BEGIN DATA LISTING

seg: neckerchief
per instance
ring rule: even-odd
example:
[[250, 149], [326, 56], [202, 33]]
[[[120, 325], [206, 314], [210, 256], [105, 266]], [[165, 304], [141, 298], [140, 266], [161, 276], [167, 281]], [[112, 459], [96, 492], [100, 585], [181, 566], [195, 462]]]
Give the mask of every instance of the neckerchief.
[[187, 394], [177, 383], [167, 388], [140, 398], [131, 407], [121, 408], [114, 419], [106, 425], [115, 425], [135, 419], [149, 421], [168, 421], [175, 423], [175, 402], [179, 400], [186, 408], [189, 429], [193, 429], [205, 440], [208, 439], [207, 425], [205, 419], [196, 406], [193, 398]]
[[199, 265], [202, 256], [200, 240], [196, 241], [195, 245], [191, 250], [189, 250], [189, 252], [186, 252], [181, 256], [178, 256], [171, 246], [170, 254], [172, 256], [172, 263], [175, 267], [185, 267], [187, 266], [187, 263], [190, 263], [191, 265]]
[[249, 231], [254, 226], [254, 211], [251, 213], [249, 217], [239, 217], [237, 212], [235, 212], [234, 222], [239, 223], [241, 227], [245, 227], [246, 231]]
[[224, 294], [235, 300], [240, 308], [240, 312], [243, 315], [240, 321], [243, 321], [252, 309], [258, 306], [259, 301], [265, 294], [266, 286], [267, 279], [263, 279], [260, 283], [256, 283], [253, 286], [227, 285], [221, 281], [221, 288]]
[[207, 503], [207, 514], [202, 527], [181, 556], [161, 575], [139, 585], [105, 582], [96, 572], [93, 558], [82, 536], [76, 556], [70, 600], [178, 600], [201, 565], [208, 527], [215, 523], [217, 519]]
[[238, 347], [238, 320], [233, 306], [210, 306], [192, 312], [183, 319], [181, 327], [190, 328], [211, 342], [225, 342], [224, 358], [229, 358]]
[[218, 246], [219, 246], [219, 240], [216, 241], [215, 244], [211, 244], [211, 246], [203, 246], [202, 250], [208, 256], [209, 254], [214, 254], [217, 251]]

END DATA LISTING

YOUR ASSIGNMENT » Set down the lines of the listing word for word, from its first line through the line containing "566], [195, 462]]]". Both of those lines belong in the answer, and no others do.

WRITTEN SOLUTION »
seg: neckerchief
per instance
ring rule: even-odd
example:
[[250, 149], [326, 56], [202, 33]]
[[[120, 325], [206, 314], [210, 256], [105, 266]], [[165, 304], [141, 298], [140, 266], [161, 276], [167, 281]], [[112, 459], [96, 492], [100, 585], [181, 566], [195, 462]]]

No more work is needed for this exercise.